CRÓNICAS DA IDADE MÍDIA
A mistificação

Por Ruben de Carvalho


A cobertura televisiva das comemorações do 26º aniversário do 25 de Abril, nomeadamente nos dois canais da RTP, constituiu um dos mais reveladores episódios da capacidade mistificadora da televisão e o transparente resultado de uma elaboração política e ideologicamente para apresentar uma determinada versão distorcida da História.

1.
O eixo fundamental da operação funcionou em torno da coincidência entre o 26º aniversário da Revolução de Abril e o 25º das eleições para a Assembleia Constituinte.
A partir desta linha desenvolveu-se (no telejornal da RTP 1 com nada menos de três peças) a banalização das referências a 1974 e desenvolveu-se largamente a ideia de que as eleições de 1975 haviam constituído uma derrota do PCP.

2.
Para tentar dar consistência a esta conclusão, repetiram-se duas completas parvoíces: a primeira, que à data o PCP «dominaria completamente» o aparelho de Estado», inverdade histórica que a mais elementar documentação comprova. O PCP não tinha qualquer maioria na composição dos orgãos do governo, nos governadores civis ou mesmo nas comissões administrativas municipais, etc.
A segunda toca as raias da imbecilidade: a alternativa que se colocaria ao eleitorado em Abril de 1976 era entre uma «democracia popular do tipo soviético» (sic) que, segundo a RTP, o PCP defenderia, e uma «democracia de tipo ocidental» defendida pelos outros partidos concorrentes!

3.
É relevante sublinhar que em nenhum destes textos de «reconstituição histórica» foi feita a mínima referência a um acontecimento marcante ocorrido pouco mais de um mês antes do acto eleitoral: o golpe spinolista do 11 de Março.

> **Dados fornecidos**
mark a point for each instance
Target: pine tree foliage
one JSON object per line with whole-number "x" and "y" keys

> **Objetivo**
Repete sem alterações o trecho da crónica sobre a cobertura televisiva do 25 de Abril, começando em "A segunda toca" e terminando em "11 de Março.". As linhas não têm qualquer papel neste exercício.

> **Resposta ao exercício**
A segunda toca as raias da imbecilidade: a alternativa que se colocaria ao eleitorado em Abril de 1976 era entre uma «democracia popular do tipo soviético» (sic) que, segundo a RTP, o PCP defenderia, e uma «democracia de tipo ocidental» defendida pelos outros partidos concorrentes!

3.
É relevante sublinhar que em nenhum destes textos de «reconstituição histórica» foi feita a mínima referência a um acontecimento marcante ocorrido pouco mais de um mês antes do acto eleitoral: o golpe spinolista do 11 de Março.